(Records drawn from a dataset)
[Start of Attachment]
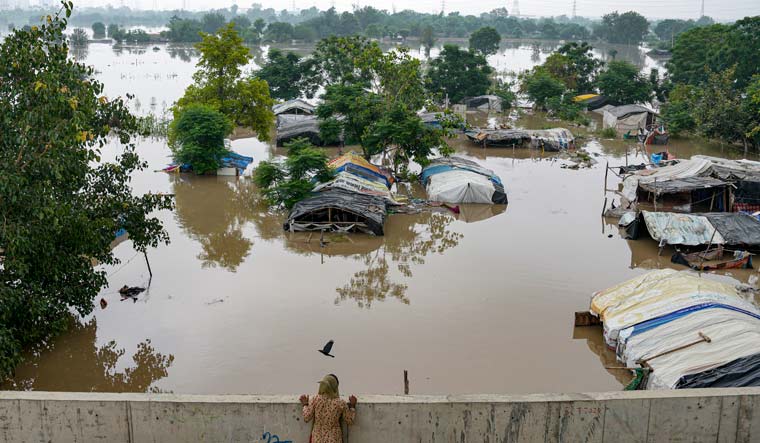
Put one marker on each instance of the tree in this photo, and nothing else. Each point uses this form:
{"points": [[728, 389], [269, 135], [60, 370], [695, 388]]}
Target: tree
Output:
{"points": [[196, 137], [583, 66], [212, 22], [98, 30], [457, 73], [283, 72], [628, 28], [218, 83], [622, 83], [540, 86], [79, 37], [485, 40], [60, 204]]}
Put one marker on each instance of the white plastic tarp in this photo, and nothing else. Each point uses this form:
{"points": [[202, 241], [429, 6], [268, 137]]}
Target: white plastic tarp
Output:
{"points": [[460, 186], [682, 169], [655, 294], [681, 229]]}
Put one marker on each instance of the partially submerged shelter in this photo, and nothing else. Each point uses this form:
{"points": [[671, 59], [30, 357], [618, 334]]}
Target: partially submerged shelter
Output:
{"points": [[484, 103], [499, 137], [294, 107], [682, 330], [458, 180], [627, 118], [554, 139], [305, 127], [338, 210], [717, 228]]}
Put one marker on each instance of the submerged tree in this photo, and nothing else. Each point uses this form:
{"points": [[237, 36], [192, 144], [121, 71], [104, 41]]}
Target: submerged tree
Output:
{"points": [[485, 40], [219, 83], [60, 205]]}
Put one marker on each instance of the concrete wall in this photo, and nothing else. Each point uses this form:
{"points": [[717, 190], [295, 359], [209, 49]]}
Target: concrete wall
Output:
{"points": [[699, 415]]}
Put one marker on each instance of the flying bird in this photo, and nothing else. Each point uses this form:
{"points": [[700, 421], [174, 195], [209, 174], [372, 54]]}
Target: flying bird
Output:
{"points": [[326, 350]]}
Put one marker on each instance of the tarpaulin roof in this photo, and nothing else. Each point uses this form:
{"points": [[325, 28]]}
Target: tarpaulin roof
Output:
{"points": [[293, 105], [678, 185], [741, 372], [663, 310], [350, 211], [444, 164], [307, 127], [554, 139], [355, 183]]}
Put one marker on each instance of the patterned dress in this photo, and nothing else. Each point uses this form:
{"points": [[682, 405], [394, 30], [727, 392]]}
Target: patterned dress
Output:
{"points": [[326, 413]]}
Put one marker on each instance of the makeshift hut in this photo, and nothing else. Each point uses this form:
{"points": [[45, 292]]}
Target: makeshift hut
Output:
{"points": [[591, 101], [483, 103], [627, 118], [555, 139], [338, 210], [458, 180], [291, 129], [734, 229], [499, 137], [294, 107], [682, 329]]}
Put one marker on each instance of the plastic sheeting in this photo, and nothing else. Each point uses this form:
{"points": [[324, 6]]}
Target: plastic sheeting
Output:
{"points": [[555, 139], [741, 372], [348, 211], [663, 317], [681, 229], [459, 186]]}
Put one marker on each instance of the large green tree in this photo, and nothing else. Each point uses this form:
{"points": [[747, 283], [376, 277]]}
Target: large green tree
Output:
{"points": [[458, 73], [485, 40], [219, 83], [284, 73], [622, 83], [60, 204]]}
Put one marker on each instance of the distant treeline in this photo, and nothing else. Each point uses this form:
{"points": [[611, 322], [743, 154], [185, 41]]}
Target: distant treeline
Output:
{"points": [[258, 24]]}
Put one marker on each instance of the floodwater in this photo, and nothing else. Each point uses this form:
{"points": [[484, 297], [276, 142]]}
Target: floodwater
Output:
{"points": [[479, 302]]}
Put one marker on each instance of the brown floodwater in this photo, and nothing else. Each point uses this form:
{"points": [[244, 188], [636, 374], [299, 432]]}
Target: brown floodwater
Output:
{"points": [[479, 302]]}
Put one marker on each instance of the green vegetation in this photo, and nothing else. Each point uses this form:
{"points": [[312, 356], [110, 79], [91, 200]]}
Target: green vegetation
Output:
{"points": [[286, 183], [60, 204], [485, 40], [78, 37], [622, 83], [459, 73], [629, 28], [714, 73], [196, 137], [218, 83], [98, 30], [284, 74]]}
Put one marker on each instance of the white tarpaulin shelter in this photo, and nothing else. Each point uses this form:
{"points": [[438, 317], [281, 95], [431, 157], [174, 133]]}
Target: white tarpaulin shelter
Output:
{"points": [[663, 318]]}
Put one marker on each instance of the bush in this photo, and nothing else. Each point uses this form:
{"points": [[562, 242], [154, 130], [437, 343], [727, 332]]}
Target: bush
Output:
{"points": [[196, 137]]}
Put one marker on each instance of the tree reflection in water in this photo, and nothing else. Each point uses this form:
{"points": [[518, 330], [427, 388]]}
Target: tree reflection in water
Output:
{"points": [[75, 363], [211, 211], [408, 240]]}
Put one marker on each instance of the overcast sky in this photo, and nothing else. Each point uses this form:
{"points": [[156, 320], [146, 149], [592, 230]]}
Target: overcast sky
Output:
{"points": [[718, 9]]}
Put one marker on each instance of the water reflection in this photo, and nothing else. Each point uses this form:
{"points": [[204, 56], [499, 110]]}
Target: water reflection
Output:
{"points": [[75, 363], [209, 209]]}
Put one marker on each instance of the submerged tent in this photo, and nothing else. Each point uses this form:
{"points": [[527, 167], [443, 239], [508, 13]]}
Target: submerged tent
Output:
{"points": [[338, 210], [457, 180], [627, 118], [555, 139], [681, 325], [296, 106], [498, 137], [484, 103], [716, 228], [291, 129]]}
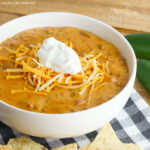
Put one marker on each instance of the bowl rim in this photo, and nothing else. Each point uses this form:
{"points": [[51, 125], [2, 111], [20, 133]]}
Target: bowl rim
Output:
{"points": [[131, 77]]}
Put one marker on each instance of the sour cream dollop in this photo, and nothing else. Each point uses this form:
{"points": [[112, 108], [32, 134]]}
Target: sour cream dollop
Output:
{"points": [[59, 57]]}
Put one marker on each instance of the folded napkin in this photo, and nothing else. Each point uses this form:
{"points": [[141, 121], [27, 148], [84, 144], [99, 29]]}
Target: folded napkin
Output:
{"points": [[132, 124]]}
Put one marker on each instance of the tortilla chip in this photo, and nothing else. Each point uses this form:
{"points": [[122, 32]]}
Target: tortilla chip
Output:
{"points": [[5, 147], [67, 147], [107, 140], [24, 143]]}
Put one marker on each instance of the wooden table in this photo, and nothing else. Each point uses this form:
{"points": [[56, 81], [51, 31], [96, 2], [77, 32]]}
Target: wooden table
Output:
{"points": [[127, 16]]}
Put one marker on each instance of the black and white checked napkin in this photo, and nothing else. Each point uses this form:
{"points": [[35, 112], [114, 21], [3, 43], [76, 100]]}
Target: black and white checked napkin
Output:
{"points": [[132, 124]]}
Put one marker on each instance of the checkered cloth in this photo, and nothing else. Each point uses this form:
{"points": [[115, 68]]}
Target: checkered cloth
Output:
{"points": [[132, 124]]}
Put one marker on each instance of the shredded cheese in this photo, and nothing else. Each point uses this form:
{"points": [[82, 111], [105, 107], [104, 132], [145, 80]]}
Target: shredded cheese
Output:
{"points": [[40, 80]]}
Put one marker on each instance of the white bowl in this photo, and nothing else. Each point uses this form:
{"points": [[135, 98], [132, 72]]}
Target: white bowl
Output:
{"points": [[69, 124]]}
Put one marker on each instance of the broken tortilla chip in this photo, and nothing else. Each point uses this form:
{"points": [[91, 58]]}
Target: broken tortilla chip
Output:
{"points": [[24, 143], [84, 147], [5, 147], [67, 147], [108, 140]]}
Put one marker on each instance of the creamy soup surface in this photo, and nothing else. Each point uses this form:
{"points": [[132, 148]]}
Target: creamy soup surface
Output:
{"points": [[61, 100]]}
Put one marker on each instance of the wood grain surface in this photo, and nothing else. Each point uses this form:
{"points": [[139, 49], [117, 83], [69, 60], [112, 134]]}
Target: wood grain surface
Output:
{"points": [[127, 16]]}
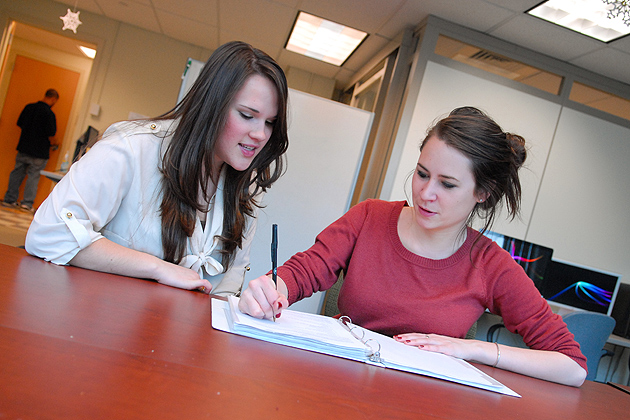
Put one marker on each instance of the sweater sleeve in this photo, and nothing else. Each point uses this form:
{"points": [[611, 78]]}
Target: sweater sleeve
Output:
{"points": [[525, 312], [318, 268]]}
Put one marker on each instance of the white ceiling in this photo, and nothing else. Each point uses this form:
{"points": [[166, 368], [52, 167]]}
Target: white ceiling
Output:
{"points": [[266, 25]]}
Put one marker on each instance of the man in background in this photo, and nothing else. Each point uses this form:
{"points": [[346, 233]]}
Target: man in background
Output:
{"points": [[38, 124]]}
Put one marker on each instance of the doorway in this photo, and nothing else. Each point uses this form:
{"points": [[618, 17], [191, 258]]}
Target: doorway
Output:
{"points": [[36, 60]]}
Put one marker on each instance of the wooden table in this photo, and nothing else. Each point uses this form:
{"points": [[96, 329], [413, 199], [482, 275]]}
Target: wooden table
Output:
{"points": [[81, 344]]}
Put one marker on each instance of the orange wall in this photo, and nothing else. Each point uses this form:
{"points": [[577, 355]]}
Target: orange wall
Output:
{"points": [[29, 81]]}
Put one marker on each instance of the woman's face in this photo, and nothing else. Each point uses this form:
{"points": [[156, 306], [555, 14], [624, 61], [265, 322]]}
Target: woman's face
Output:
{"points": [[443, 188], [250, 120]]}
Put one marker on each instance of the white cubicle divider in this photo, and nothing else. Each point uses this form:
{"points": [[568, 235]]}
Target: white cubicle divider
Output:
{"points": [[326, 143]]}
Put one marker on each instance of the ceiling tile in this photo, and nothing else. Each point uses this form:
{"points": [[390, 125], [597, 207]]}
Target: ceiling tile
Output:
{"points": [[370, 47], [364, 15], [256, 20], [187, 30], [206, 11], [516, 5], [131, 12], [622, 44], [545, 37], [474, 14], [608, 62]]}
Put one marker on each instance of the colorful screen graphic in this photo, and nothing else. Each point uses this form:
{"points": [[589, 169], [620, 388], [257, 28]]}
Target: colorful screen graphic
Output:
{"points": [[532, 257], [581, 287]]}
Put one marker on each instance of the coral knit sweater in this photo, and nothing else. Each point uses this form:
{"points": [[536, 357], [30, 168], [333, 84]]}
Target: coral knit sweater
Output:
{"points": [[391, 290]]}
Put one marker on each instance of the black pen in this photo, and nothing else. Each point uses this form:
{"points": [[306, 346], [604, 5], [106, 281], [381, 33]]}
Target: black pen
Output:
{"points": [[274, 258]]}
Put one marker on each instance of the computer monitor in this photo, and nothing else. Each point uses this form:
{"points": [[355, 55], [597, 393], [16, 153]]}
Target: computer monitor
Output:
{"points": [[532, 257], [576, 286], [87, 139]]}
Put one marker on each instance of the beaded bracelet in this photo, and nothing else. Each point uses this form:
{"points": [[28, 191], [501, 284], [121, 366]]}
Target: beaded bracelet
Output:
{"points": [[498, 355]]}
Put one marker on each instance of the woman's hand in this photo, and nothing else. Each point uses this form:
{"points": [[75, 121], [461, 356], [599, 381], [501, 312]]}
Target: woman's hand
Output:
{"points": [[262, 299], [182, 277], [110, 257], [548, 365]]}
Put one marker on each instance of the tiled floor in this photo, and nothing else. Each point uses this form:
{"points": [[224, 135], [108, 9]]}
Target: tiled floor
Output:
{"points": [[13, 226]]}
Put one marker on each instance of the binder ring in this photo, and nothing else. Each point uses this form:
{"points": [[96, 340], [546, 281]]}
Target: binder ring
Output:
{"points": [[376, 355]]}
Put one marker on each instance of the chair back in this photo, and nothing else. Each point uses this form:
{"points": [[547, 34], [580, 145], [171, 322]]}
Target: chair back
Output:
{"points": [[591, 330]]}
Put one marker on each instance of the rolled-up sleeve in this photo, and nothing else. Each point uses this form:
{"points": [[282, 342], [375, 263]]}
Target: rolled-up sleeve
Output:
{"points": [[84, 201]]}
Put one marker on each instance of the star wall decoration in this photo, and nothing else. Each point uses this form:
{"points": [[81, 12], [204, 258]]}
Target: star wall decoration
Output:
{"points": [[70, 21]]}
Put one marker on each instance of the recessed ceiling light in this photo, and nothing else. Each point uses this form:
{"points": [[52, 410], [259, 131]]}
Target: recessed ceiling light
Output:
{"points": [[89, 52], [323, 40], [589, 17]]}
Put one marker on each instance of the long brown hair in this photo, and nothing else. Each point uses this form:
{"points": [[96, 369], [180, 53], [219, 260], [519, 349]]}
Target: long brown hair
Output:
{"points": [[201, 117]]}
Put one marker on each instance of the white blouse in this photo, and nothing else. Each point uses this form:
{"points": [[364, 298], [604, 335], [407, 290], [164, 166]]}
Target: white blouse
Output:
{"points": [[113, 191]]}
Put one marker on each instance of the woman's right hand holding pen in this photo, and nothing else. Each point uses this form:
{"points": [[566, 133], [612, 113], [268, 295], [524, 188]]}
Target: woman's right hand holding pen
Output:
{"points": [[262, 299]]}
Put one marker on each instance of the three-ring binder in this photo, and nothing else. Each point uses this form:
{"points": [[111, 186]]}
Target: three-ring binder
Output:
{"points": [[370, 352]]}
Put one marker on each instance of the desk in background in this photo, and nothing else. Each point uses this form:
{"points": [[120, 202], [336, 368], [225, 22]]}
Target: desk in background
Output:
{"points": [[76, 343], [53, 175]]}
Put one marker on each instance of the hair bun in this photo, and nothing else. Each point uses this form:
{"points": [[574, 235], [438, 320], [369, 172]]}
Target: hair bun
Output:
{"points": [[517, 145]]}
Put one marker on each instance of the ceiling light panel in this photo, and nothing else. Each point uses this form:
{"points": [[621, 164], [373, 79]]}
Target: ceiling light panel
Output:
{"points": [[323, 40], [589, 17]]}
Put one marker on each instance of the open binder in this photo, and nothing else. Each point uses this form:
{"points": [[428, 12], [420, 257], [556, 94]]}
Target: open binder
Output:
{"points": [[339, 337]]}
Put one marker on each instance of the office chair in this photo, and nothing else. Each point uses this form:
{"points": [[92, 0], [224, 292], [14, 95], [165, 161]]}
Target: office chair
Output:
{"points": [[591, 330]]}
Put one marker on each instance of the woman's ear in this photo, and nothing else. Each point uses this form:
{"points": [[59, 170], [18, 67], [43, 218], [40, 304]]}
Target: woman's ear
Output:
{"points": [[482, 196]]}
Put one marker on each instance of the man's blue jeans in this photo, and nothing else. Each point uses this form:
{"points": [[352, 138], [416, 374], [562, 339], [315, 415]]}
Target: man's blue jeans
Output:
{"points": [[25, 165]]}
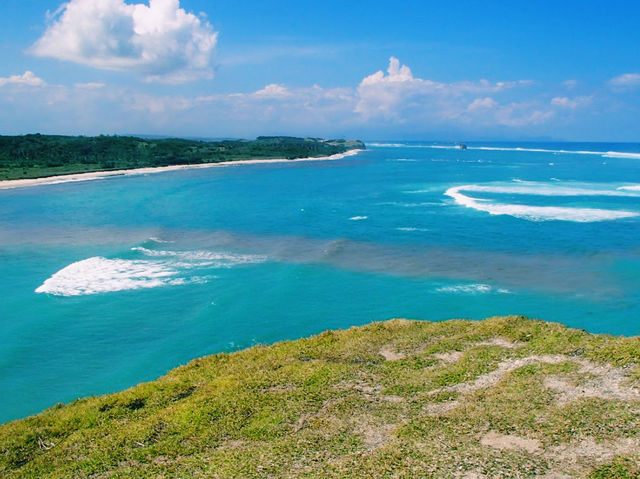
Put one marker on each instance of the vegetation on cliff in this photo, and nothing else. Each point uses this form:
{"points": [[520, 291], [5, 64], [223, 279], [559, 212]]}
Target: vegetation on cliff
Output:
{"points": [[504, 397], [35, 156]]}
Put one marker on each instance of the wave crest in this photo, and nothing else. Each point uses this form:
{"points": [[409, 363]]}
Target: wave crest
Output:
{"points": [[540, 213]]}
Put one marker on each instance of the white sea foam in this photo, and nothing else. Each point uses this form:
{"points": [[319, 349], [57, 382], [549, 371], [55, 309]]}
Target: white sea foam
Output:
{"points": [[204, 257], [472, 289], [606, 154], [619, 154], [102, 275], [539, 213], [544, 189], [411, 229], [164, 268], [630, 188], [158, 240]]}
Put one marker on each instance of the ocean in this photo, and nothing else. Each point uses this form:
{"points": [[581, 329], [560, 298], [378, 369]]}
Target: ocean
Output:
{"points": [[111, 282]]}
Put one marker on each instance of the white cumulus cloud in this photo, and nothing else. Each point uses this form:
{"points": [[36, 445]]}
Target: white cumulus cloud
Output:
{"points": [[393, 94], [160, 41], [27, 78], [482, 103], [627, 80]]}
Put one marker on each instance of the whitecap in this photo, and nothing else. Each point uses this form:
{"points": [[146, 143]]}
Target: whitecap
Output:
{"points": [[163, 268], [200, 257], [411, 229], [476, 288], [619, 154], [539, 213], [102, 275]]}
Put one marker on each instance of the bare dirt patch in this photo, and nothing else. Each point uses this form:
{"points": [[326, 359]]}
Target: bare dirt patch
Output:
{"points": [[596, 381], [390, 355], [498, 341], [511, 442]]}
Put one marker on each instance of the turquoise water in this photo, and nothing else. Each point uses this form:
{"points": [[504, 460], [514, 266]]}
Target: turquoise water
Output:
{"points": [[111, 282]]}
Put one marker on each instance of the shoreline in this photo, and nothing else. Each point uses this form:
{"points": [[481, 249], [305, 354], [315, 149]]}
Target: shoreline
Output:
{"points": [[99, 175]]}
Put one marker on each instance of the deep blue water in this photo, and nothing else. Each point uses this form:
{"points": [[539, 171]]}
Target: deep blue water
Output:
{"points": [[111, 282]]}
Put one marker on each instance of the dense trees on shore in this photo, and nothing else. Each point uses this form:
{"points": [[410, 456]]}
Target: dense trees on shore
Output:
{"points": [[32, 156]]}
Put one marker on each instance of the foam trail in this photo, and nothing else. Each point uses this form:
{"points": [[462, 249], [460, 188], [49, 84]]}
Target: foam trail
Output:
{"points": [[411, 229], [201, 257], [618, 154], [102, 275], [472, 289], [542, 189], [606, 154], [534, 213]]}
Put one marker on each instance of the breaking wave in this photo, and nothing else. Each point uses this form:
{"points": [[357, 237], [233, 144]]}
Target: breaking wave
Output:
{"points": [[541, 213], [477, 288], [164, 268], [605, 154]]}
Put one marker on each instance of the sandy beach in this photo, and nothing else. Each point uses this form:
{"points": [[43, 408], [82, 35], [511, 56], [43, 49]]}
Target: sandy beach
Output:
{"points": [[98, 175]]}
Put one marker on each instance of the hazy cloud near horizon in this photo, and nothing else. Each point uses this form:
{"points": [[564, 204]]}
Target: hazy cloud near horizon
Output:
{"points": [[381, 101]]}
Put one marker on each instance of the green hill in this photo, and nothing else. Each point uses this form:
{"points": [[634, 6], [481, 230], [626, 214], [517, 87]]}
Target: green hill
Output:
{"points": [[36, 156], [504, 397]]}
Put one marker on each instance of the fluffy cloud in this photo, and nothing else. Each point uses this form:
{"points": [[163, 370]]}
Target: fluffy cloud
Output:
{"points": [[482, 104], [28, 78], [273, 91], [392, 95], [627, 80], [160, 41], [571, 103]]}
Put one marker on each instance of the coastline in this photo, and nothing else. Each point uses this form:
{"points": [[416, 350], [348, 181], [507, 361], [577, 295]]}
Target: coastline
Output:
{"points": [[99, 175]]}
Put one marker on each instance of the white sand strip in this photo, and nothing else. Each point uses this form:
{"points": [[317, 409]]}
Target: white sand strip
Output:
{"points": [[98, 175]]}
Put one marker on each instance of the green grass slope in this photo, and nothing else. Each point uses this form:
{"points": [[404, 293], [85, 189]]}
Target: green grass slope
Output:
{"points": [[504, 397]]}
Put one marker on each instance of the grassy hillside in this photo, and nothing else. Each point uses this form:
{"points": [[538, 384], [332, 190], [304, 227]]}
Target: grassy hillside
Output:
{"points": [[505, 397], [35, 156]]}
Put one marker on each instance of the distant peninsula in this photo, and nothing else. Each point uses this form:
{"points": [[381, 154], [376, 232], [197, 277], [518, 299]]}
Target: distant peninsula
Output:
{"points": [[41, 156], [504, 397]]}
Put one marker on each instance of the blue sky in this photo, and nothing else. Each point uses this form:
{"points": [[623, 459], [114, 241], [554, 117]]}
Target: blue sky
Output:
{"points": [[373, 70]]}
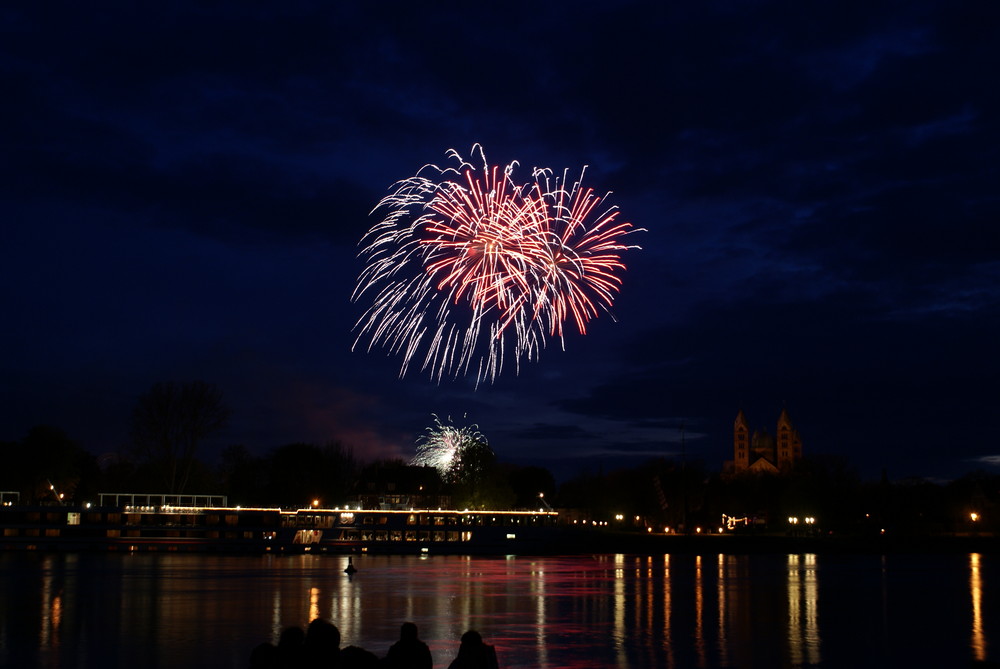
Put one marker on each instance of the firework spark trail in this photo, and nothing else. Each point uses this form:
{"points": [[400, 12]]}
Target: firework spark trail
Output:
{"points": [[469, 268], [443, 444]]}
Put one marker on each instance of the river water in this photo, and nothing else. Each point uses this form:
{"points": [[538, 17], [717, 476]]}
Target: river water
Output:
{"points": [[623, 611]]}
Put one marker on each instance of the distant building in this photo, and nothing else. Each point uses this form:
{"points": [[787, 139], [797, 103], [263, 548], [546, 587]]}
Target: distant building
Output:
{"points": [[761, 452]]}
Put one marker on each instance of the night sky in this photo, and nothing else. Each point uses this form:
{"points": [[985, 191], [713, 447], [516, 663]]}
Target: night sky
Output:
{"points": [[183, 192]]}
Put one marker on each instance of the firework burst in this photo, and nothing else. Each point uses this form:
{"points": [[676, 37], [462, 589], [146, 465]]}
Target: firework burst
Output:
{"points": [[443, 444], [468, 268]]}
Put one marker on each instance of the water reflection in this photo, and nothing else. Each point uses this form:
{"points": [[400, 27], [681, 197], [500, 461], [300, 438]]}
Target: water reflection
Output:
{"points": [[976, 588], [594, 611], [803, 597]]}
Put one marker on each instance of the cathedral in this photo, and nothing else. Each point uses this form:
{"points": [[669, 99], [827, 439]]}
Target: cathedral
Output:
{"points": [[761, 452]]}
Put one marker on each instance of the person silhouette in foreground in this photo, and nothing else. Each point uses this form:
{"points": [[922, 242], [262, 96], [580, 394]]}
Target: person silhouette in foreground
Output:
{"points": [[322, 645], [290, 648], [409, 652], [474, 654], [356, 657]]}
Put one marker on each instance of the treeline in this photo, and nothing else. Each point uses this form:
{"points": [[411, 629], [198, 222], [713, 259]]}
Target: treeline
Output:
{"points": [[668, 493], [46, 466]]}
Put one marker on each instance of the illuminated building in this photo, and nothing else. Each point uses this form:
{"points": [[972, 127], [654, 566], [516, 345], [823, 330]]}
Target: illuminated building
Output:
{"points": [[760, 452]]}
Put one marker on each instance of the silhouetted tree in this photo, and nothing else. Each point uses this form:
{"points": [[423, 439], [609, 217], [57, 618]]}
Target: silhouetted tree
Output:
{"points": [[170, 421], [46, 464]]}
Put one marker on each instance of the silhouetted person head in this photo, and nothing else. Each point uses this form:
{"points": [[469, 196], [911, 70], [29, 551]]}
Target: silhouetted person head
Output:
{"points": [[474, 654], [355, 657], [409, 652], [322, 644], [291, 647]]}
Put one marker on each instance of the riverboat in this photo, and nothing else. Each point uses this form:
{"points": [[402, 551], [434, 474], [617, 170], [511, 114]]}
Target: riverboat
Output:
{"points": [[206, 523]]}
[End of Attachment]
### Task details
Repeat, with no pictures, every line from the top of the entries above through the line that has "Put one marker on each instance of the white plastic", keeping each one exact.

### Response area
Put one marker on each instance of the tree in this photo, and nothing else. Each point uses this form:
{"points": [[728, 389], [269, 135], [60, 370], [695, 388]]}
Target: tree
Output:
{"points": [[196, 137], [583, 66], [212, 22], [98, 30], [457, 73], [283, 72], [628, 28], [218, 83], [622, 83], [540, 86], [79, 37], [485, 40], [60, 204]]}
Put one marker on each instance of the white plastic tarp in this photo, and nothing else. Each point uses this form:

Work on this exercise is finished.